§ Task instructions
**1)** Answer these questions about the summary of the MiHIN panel discussion:
(a) Who is the Executive Director of MiHIN?
(b) What service did MiHIN create to support stay at home orders?
(c) Instead of batch files, how did Dr. Pletcher want results sent back?
**2)** Reproduce the summary of the MiHIN panel discussion, starting at the words "MiHIN has taken" and stopping after "the pandemic response.". Switch "pandemic response" to "crisis response".
**3)** Pick up the summary of the MiHIN panel discussion and continue it from its final sentence.

§ Exercise text
-------------------------

The discussion continues with guest, Dr. Tim Pletcher, Executive Director of the Michigan Health Information Network Shared Services (MiHIN) joins The Dish on Health IT panel of senior consultants, Gary Austin, Jocelyn Keegan and Ken Kleinberg to discuss the role of Health Information Exchanges in healthcare, their role in the response to COVID-19 and what role they can serve in the future once TEFCA is finalized.  

Part 2 of the discussion jumps in with how MiHIN responded to COVID-19 by creating a separate group to serve public health needs during the crisis. MiHIN also created a telehealth service to better serve patients and support stay at home orders. 

>Dr. Pletcher explained they acceleration the connections with labs and expressed his desire for results to be sent back via API instead of batch files to expedite results availability. Data links and analytics have taken on a whole new role during this time. 

MiHIN has taken on a support role which may have pumped the brakes on some innovation projects but there has been opportunity to increase the priority of other projects that could directly positively impact the pandemic response. 

Jocelyn explained why its so important to meet people where they are in order to make progress. This time is also a time for these simulated barriers to drop. She asked Dr. Pletcher how MiHIN is dealing with perceived security issues when working with innovation projects or partnering with new stakeholders.

-------------------------

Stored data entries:

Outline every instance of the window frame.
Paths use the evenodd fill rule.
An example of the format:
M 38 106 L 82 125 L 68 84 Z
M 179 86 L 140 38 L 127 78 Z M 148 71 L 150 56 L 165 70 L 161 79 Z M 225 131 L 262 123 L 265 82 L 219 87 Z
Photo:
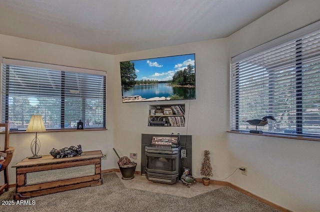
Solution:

-------------------------

§ Responses per task
**1)**
(a) Dr. Tim Pletcher
(b) A telehealth service
(c) Via API

**2)**
MiHIN has taken on a support role which may have pumped the brakes on some innovation projects but there has been opportunity to increase the priority of other projects that could directly positively impact the crisis response.

**3)**
Dr. Pletcher responded by saying that their biggest challenge right now are Quest and Labcorp because they don't like to share data but this will be resolved through government intervention. The issues generally are not technical issues but business issues with one partner either not wanting to share data or restricting how the data can be used. 

The group went on to discuss how dropping the rules to facilitate the use of telehealth more readily will be a huge driver for change and innovation and hopefully the rules will remain suspended because patients should have more access via telehealth even over state lines. 

>The conversation moved to data blocking with Gary pointing out EHRs are usually the ones getting the finger pointed at them for data blocking. Dr. Pletcher expressed that Epic or Cerner have never blocked or withheld data in Michigan so he doesn't know who it really is doing the data blocking. 

Will the US do more around pandemic surveillance like Taiwan and South Korea? Will HIEs support something like? Ken pointed out that some people don't want to be tracked in this way and will opt out or avoid it, however, if it's the only way a person is allowed to get into a ball game or something, they likely will. Dr. Pletcher explained that opt-in and opt-out is an archaic concept. There is a much better framework which would allow patients to express a more granular desire of how they want their data to be used. Doctors have choices too and when patients consent to receive treatment, physician choices come into play. 

The group highlighted where there are similarities between the financial and healthcare industries related to security and data access until the complexities of healthcare ends the similarities with identity being a major hurdle. With the explosion of patient apps, there is also a trust factor the that comes into play as far as understanding what data that can be obtained from patients apps can be trusted and whether they will look at HIEs as the consolidator of data vs going to Payers.